**Passage provided:**
————————

One of the more prominent features on the front of Nóirín McAuliffe’s house in Macroom is a satellite dish, prompting thoughts about what she might have been watching on Sunday night.
Now recovering in hospital, she is looking at a different picture when she hopefully emerges from medical treatment.
Her home of some 40 years is gutted from front to back, the eaveshoot drooping sadly, melted by the fierce heat of the fire which swept through the property early yesterday, the same blaze that turned the satellite dish to the colour of rust.
And, far worse, the loss of her son, Kenneth Relihan, as well as that of a family friend, local man Noel O’Mahony.
Locals in St Colman’s Park estate in the Co Cork town were dazed and deeply saddened yesterday morning.
Some admitted, with a sense of bafflement, that they had not heard anything, even as the fire tore through the three-bedroomed terraced house. Yet the quiet estate had been the scene of a terrible drama, played out even before dawn had broken on a day when most people are thinking of sleeping in.
Kenneth, 26, had been out socialising in the town and, like so many others on the bank holiday weekend, had been at O’Riada’s nightclub until late. His mother, who used to work in a nursing home in Ballincollig and who has three other children from a previous marriage, was at home along with visitor Noel O’Mahony, from the other end of Macroom.
One of Nóirín’s next-door neighbours is understood to have raised the alarm. The fire service control centre in Limerick said the call was received just shy of 3.55am, with local units in Macroom and Ballincollig mobilised by 4.01am. The first of two units, the Macroom engine, was at the scene by 4.03am.

————————

**What you have to do:**
Resume the news report on the fatal house fire in Macroom, carrying it on from its final sentence.

————————

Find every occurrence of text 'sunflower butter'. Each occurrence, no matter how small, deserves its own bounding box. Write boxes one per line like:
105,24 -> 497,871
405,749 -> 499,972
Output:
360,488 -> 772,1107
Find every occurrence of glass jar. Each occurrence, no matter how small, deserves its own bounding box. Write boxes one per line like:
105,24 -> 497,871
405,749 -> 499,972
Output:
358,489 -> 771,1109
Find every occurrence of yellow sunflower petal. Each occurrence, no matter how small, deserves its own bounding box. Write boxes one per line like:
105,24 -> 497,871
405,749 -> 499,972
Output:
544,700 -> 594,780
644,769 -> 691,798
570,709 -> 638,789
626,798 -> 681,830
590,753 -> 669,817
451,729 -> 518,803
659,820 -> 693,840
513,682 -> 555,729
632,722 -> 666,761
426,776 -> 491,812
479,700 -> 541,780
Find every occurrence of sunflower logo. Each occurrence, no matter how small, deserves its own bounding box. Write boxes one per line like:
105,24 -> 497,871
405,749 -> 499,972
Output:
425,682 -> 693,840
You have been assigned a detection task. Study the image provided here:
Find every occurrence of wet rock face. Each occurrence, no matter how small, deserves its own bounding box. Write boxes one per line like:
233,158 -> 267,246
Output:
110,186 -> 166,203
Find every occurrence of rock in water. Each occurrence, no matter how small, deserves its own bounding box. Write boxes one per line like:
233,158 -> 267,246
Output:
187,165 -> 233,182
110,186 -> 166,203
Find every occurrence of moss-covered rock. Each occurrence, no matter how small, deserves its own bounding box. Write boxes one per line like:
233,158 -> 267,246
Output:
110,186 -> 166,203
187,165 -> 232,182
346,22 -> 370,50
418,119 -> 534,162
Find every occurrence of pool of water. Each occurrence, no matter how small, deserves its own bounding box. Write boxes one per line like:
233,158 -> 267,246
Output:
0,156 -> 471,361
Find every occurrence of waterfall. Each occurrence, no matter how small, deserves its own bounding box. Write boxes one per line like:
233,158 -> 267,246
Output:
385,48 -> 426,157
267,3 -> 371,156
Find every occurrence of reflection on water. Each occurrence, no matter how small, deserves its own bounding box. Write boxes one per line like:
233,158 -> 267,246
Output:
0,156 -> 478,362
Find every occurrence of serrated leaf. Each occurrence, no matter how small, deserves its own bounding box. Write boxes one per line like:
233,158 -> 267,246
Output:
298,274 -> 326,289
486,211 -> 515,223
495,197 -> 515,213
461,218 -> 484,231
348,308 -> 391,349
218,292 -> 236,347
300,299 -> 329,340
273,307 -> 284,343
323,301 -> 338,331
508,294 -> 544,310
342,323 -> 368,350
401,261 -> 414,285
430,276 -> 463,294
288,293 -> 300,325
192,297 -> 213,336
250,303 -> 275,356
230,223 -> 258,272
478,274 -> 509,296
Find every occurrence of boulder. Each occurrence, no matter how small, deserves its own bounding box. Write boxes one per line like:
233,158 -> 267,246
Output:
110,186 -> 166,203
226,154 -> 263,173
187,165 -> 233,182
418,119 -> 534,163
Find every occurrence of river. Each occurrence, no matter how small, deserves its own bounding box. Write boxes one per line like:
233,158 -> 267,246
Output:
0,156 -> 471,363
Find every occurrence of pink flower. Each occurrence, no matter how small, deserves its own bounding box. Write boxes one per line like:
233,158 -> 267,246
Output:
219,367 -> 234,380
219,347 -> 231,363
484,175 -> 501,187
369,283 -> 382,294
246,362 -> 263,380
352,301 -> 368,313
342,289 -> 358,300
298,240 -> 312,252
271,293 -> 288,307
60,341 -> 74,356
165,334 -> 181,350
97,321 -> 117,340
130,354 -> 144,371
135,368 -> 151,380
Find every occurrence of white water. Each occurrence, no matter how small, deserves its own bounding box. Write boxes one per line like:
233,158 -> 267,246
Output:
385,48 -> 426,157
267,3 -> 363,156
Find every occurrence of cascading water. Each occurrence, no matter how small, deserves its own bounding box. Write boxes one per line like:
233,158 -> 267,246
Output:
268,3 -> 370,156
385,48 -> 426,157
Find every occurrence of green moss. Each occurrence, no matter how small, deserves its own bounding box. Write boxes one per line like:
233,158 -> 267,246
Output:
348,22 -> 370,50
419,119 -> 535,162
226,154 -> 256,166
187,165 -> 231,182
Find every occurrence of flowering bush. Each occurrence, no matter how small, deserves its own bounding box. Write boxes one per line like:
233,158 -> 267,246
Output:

————————

**Expected answer:**
By then, all sorts of drama was unfolding. Locals said screams and shouts could be heard. Neighbours, including 21-year-old Tim Coleman from across the street, were attempting to gain entry to pull those inside out of the property. It is understood Tim made a number of attempts but was beaten back by the flames and smoke which engulfed the house.
Elaine O’Shea said she was a first cousin of Kenneth’s and explained that Tim had been key to Nóirín escaping.
“He was telling her to jump. Only for this guy in here,” she said, gesturing at the house where Tim lives, “there would be none of them alive.”
Despite speculation that one of the men, possibly Noel, helped push Nóirín out the first-floor window, it is believed she jumped. She landed, conscious, according to some locals, but was rushed to Cork University Hospital, where she was being treated in the intensive care unit.
She made it out, but sadly Noel and Kenny did not. According to Martin Coughlan, a former councillor who lives up the street, at one point a ladder was propped against the house to the upper floor.
“Seemingly they had a ladder up to the window and were calling to get out of the window and next there was a loud explosion,” he said. “The window blew out then.”
There were heroic attempts made to avert further tragedy, but the flames were too much. By yesterday morning, the real wonder was how lucky it was that the blaze was contained so it did not spread to either house left or right.
One possibility, although gardaí are continuing to investigate, is that a fat fryer or chip pan put on in the early hours may have sparked the fire.
One neighbour, Fred Ring, said Nóirín and her son were “sound out” and “nice people”, and that he’d been talking to Noel O’Mahony, with whom he was “good friends”, just recently.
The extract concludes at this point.